- [DIRECTIVE] Please reproduce all of the lines below, requests included, and scale every coordinate in the answers by 1.95. Round each result to the nearest whole number, rounding halves up.

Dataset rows
═══
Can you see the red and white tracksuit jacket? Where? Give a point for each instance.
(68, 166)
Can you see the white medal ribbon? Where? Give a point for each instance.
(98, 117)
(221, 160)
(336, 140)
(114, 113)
═══
- [ANSWER]
Can you see the red and white tracksuit jacket? Where? Give a point for each instance.
(133, 324)
Can you see the white medal ribbon? Where? Give a point for each instance.
(191, 228)
(431, 312)
(655, 273)
(222, 220)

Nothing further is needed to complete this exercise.